═══ EXCERPT ═══
Background on Unreasonable Risk Determination
In each Risk Evaluation under TSCA section 6(b), EPA determines whether a chemical substance presents an unreasonable risk of injury to health or the environment, under the conditions of use. The unreasonable risk determination does not consider costs or other non-risk factors. In making the unreasonable risk determination, EPA considers relevant risk-related factors, including, but not limited to: the effects of the chemical substance on health and human exposure to such substance under the conditions of use (including cancer and non-cancer risks); the effects of the chemical substance on the environment and environmental exposure under the conditions of use; the population exposed (including any potentially exposed or susceptible subpopulations (PESS)); the severity of hazard (including the nature of the hazard, the irreversibility of the hazard); and uncertainties. EPA takes into consideration the Agency's confidence in the data used in the risk estimate. This includes an evaluation of the strengths, limitations, and uncertainties associated with the information used to inform the risk estimate and the risk characterization. This approach is in keeping with the Agency's final rule, Procedures for Chemical Risk Evaluation Under the Amended Toxic Substances Control Act (82 FR 33726, July 20, 2017).

This section describes the draft revised unreasonable risk determination for HBCD, under the conditions of use in the scope of the Risk Evaluation for the cyclic aliphatic bromide cluster chemicals. EPA evaluated two of the three chemicals in the cluster: CASRN 25637-99-4 and CASRN 3194-55-6. In this document, the use of "HBCD" refers to either or both chemicals. No conditions of use were identified for the third chemical, CASRN 3194-57-8. This draft revised unreasonable risk determination is based on the risk estimates in the final Risk Evaluation, which may differ from the risk estimates in the draft Risk Evaluation due to peer review and public comments.
═══
EXERCISE BRIEF: According to the excerpt on unreasonable risk determination, which chemical in the cluster had no conditions of use identified?
═══ PROVIDED RECORDS ═══
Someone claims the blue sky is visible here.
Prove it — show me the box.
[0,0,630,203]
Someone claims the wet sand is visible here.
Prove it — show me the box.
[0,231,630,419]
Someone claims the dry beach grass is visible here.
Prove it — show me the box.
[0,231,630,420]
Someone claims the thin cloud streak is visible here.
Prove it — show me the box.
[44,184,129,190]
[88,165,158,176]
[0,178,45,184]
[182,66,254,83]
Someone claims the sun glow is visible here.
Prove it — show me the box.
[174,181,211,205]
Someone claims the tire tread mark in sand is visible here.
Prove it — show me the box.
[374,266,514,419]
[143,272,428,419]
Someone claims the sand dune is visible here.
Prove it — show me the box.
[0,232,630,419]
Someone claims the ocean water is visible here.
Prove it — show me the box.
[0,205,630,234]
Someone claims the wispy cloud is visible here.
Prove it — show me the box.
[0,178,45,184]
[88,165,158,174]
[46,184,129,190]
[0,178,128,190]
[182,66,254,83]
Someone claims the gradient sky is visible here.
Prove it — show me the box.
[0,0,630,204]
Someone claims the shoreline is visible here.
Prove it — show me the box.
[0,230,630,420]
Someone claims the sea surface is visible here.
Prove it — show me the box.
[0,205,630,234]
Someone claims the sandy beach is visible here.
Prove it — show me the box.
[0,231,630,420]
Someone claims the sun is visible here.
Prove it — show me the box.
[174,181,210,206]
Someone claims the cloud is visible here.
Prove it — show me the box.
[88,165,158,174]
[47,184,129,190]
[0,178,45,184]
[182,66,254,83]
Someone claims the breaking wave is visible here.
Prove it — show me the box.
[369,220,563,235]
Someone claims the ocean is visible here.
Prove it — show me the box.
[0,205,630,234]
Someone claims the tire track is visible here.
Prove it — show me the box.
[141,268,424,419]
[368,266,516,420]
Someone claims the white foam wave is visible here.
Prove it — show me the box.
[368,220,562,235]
═══
SOLVED PROBLEM: CASRN 3194-57-8